Extract to read.
* * * * * * *

However, the networking that was earlier taking place between NGOs acting on behalf of the adivasi communities and their counterparts in Europe – for example, against the Vedanta company owned by London-based Anil Agarwal, which was stopped in its tracks from mining bauxite in Niyamgiri, Orissa – was now difficult, given the crackdown on Greenpeace and other NGOs.
It wasn’t only the hard-fought green laws which were wrested by people’s struggles that are being threatened but there is also an attack on the freedom of speech and dissent, Kothari observed. As chair of the board of Greenpeace India, the registration of which has been cancelled for very frivolous reasons, he was in the thick of this battle. The actual reason is that Greenpeace is challenging the mode of development which is described in their book. It is not only a challenge to the government but to the cronyism of people who are making enormous profits from this kind of destruction. People who challenge this can’t be tolerated nowadays.
I remarked how the Intelligence Bureau had said that between 2-3 percent of the Gross Domestic Product (GDP) was being lost due to the activism of groups like Greenpeace. Actually, the facts are quite to the contrary. Even if one takes World Bank figures, it has calculated that the environmental degradation of the country has cost it 5.7 percent of the GDP. Civil society hadn’t woken up to the need to safeguard our environment.
If one looked at income and asset inequality in the country, it had been rising dramatically. [In October, it took the prescience of none other than an international bank, Credit Suisse, to point out that the richest 1 per cent of Indians owned 53 percent of the wealth; the share of the top 10 per cent was as much as 76 percent.]
“The poor are pushed to margins of existence where their indifference to nature only grows so that they are going to plunder the last litre of water, the last tree, the last animal in the jungle.” said Shrivastava. The rich, reacting to environmental challenges like air pollution, are going to resort to private “solutions”. In the next five to ten years, people are going to buy oxygen cylinders in Delhi at Rs 700 a cylinder. All of us who buy these cylinders will consider it value-addition and GDP growth. Neither Modi nor Kejriwal has the toolkit to tackle this problem because they are working with the wrong business model.

* * * * * * *

(Rows from a dataset)
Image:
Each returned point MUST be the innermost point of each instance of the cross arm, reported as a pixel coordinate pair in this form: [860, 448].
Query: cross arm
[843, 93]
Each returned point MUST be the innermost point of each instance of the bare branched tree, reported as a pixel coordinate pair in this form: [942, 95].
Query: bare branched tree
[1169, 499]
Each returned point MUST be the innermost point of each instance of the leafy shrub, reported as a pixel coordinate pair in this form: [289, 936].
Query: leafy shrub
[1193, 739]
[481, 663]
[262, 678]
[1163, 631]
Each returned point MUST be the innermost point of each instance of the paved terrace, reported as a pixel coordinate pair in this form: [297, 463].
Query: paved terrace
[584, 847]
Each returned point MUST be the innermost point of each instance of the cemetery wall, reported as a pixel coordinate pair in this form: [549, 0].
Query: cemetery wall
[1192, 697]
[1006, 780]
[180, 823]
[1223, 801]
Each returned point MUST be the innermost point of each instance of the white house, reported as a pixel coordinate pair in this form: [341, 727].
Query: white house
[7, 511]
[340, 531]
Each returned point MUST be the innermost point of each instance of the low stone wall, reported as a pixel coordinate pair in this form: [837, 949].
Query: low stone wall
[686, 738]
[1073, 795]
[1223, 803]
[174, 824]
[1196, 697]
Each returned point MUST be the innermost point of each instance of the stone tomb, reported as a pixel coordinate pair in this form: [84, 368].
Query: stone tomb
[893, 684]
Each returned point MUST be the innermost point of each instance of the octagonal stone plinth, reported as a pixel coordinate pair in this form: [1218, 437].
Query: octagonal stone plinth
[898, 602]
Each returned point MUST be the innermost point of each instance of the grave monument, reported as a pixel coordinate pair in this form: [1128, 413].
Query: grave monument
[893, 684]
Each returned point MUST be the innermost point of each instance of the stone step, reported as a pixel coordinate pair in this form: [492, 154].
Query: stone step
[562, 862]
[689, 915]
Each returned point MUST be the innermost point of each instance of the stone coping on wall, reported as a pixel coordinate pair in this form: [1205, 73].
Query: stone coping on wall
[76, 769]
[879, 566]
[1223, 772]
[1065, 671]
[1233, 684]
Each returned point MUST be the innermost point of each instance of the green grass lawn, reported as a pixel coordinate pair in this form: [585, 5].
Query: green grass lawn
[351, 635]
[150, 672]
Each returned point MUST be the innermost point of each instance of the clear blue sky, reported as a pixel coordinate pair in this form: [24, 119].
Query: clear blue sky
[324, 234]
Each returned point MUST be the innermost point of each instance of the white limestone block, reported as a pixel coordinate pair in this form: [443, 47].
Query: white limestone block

* * * * * * *

Instruction 1. In the passage on Indian environmental politics, what share of GDP does the World Bank calculate environmental degradation has cost the country?
Instruction 2. Rewrite everything in the records from the line containing "form: [443, 47]." down to the end of the records, switching "limestone" to "sandstone" and leaving all else unchanged; give only those lines.

Full response 1. 5.7 percent of the GDP.

Full response 2.
Each returned point MUST be the innermost point of each instance of the white sandstone block, reported as a pixel coordinate pair in this form: [443, 47].
Query: white sandstone block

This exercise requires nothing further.